======== Entries provided ========
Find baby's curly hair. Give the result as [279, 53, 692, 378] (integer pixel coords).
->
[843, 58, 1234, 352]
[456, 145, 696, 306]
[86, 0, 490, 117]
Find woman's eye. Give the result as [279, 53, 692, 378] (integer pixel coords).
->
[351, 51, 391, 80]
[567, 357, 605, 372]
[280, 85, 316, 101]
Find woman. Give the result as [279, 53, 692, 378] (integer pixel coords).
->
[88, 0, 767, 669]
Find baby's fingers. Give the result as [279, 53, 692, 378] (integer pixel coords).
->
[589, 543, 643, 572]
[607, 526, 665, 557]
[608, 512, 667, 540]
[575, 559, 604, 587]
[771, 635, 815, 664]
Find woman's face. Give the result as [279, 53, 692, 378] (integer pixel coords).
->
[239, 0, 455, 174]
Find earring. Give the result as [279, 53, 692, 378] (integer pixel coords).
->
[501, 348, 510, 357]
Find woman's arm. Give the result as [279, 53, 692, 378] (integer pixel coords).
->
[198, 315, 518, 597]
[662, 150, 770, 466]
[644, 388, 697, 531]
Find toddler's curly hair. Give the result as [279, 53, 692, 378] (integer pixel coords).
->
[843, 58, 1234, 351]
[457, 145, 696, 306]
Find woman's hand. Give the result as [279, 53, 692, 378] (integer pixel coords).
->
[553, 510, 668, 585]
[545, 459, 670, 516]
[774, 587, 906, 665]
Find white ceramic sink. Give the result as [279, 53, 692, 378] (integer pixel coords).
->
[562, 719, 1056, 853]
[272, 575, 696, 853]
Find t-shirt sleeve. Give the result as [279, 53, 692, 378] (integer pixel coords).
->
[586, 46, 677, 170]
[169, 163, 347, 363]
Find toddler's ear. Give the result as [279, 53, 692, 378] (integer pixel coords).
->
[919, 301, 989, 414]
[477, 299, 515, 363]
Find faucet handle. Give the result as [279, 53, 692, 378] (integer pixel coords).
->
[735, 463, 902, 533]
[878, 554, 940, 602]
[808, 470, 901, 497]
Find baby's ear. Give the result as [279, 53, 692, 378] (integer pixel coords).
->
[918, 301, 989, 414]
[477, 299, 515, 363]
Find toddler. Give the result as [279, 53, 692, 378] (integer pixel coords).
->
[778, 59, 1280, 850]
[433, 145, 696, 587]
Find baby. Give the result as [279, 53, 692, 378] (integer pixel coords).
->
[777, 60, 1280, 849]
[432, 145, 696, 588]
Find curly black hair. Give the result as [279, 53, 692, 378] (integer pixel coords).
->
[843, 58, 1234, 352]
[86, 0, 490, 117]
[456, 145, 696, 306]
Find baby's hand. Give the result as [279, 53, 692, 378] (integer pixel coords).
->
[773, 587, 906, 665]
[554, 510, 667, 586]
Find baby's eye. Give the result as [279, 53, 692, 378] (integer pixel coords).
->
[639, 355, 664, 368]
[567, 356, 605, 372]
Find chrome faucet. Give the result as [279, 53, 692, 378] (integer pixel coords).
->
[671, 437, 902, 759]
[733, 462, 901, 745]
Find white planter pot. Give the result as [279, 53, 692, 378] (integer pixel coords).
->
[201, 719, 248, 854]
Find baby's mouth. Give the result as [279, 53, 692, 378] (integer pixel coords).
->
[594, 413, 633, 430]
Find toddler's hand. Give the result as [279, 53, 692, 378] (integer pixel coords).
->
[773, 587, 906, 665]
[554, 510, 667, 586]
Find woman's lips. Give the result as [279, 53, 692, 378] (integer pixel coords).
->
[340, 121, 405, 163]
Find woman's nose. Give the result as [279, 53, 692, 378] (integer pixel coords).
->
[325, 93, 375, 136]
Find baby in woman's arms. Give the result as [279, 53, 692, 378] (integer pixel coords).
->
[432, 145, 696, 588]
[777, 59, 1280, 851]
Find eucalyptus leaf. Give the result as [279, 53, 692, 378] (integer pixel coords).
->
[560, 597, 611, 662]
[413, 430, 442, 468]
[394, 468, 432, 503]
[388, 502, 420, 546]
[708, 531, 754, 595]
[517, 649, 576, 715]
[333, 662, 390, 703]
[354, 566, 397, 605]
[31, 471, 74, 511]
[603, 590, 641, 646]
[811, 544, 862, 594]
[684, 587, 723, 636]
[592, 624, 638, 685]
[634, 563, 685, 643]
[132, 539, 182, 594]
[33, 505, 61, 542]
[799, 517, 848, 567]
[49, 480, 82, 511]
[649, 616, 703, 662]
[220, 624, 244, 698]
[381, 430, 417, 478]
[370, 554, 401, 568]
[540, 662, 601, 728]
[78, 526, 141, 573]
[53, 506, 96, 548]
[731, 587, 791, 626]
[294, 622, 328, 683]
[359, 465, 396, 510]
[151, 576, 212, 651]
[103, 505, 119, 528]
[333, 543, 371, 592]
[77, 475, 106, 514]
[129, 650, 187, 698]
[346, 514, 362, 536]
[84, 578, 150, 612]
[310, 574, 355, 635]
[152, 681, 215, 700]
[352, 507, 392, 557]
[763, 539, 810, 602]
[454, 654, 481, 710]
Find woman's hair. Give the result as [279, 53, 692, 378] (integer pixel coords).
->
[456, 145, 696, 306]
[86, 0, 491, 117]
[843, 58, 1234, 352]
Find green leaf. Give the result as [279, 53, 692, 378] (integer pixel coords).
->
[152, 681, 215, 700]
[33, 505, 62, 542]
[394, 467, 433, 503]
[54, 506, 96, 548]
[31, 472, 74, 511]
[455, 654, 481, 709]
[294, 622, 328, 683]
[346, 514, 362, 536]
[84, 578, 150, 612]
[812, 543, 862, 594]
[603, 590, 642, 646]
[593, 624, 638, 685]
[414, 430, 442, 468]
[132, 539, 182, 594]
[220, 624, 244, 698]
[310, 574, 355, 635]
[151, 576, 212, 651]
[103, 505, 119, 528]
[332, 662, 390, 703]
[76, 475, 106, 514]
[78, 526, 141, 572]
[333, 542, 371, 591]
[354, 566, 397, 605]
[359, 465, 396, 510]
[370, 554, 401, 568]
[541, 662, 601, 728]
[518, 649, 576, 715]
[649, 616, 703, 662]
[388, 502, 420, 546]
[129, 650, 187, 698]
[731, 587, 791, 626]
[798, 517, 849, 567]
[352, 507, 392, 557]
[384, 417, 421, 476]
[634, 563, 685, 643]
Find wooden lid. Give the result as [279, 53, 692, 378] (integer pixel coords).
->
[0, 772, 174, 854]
========
What this task involves. Write the records again exactly as they stand.

Answer below.
Find baby's curly hair. Give the result as [279, 53, 692, 378] (integer pixel coords).
->
[843, 58, 1234, 352]
[456, 145, 696, 306]
[86, 0, 490, 117]
Find woman's eye. Give the result as [279, 53, 692, 378] (integer pixel coords).
->
[351, 51, 391, 80]
[567, 357, 605, 372]
[280, 85, 316, 101]
Find woman. Give the result as [279, 53, 692, 378] (integer pixel coords).
->
[88, 0, 767, 669]
Find baby's fingers. Give the result as [279, 53, 692, 378] (integer pixel coords).
->
[589, 543, 643, 572]
[607, 526, 665, 557]
[608, 512, 667, 540]
[575, 559, 604, 587]
[771, 635, 815, 664]
Find woman's face. Give the result as [279, 53, 692, 378] (integer pixel coords).
->
[239, 0, 455, 174]
Find earring. Give the result as [279, 53, 692, 378] (integer pixel coords).
->
[501, 348, 510, 357]
Find woman's arm. Give the result as [279, 53, 692, 378] (integer pixel coords).
->
[198, 315, 518, 597]
[662, 150, 770, 466]
[644, 388, 697, 531]
Find toddler's curly hair. Give the result as [279, 53, 692, 378] (integer pixel coords).
->
[843, 58, 1234, 351]
[457, 145, 696, 306]
Find woman's hand. Give the result as [279, 53, 692, 378] (integer pixel coords).
->
[553, 510, 668, 585]
[545, 459, 670, 516]
[774, 587, 906, 665]
Find white ceramic sink. Give the result as [279, 53, 692, 378] (integer pixel coords).
->
[562, 719, 1056, 853]
[272, 575, 696, 853]
Find t-shirt sleeve. Give the result as [279, 53, 692, 378] (integer pixel coords).
->
[586, 46, 677, 170]
[169, 163, 347, 363]
Find toddler's ear. Give the result as [279, 53, 692, 378] (integer pixel coords).
->
[919, 301, 989, 414]
[477, 299, 515, 363]
Find faucet handle. Give the result as [279, 53, 692, 378] (integer pixel coords).
->
[735, 463, 902, 533]
[878, 554, 940, 602]
[808, 470, 901, 497]
Find baby's ear. Give the result as [279, 53, 692, 378] (integer pixel coords).
->
[918, 301, 989, 414]
[477, 299, 515, 363]
Find toddler. Give the result as [279, 53, 692, 378] (integer pixel coords).
->
[778, 59, 1280, 850]
[433, 145, 696, 587]
Find baby. Give the result as [279, 53, 692, 378] (integer pixel coords).
->
[777, 60, 1280, 849]
[432, 145, 696, 588]
Find curly black hair. Give the result as [279, 53, 692, 378] (integer pixel coords).
->
[843, 58, 1234, 352]
[86, 0, 490, 117]
[456, 145, 696, 306]
Find baby's hand. Give the result as [279, 53, 692, 378] (integer pixel coords).
->
[773, 587, 906, 665]
[554, 510, 667, 586]
Find baby's eye. Give the result as [279, 53, 692, 378] (integer pixel coords).
->
[639, 355, 664, 368]
[567, 356, 605, 372]
Find chrome faucet. Give the result as [279, 53, 692, 378] (integer pixel coords).
->
[671, 437, 902, 759]
[733, 462, 901, 745]
Find white planter pot. Give the result as [279, 53, 692, 378] (integer pixel coords).
->
[201, 719, 248, 854]
Find baby's mouth. Give the result as [279, 53, 692, 378] (integer pixel coords).
->
[594, 413, 633, 430]
Find toddler's hand. Give the result as [279, 53, 692, 378] (integer pixel coords).
->
[773, 587, 906, 665]
[554, 510, 667, 586]
Find woman's lips. Give the result as [279, 53, 692, 378] (integer pixel coords).
->
[340, 121, 405, 163]
Find woman's nose. Give the result as [279, 53, 692, 378] (integer pixel coords).
->
[325, 93, 375, 136]
Find baby in woman's arms. Give the result as [279, 53, 692, 378] (integer pixel coords).
->
[432, 145, 696, 588]
[777, 59, 1280, 851]
Find eucalyptus leaf. Give the result as [279, 53, 692, 378] (integer pixel coords).
->
[560, 597, 611, 662]
[413, 430, 442, 468]
[394, 468, 432, 503]
[388, 502, 420, 546]
[708, 531, 754, 595]
[517, 649, 576, 715]
[333, 662, 390, 703]
[354, 566, 397, 605]
[31, 471, 74, 511]
[603, 590, 641, 646]
[811, 544, 862, 594]
[684, 587, 723, 636]
[592, 624, 638, 685]
[634, 563, 685, 643]
[132, 539, 182, 594]
[33, 505, 61, 542]
[799, 517, 848, 567]
[49, 480, 82, 511]
[649, 616, 703, 662]
[220, 624, 244, 698]
[381, 430, 417, 478]
[370, 554, 401, 568]
[540, 662, 601, 728]
[78, 526, 141, 573]
[53, 506, 96, 548]
[731, 587, 791, 626]
[294, 622, 328, 683]
[359, 465, 396, 510]
[151, 576, 212, 651]
[103, 505, 119, 528]
[333, 543, 371, 592]
[77, 475, 106, 514]
[129, 650, 187, 698]
[346, 514, 362, 536]
[84, 578, 150, 612]
[310, 574, 355, 635]
[152, 681, 215, 700]
[352, 507, 392, 557]
[763, 539, 810, 602]
[454, 654, 481, 710]
Find woman's hair. Give the result as [279, 53, 692, 378] (integer pixel coords).
->
[456, 145, 696, 306]
[86, 0, 491, 117]
[843, 58, 1234, 352]
Find green leaf. Give the result as [279, 53, 692, 378] (integer pixel coords).
->
[152, 681, 215, 700]
[33, 505, 62, 542]
[394, 467, 433, 503]
[54, 506, 96, 548]
[31, 472, 74, 511]
[455, 654, 481, 709]
[294, 622, 328, 683]
[346, 514, 362, 536]
[84, 578, 150, 612]
[812, 543, 862, 594]
[603, 590, 642, 646]
[593, 624, 638, 685]
[414, 430, 442, 468]
[132, 539, 182, 594]
[220, 624, 244, 698]
[310, 574, 355, 635]
[151, 576, 212, 651]
[103, 505, 119, 528]
[332, 662, 390, 703]
[76, 475, 106, 514]
[78, 526, 141, 572]
[333, 542, 371, 591]
[354, 566, 397, 605]
[359, 465, 396, 510]
[370, 554, 401, 568]
[541, 662, 601, 728]
[518, 649, 576, 715]
[649, 616, 703, 662]
[388, 502, 420, 546]
[129, 650, 187, 698]
[731, 587, 791, 626]
[798, 517, 849, 567]
[352, 507, 392, 557]
[384, 417, 421, 476]
[634, 563, 685, 643]
Find wooden lid. Give the result as [279, 53, 692, 378] (integer pixel coords).
->
[0, 772, 174, 854]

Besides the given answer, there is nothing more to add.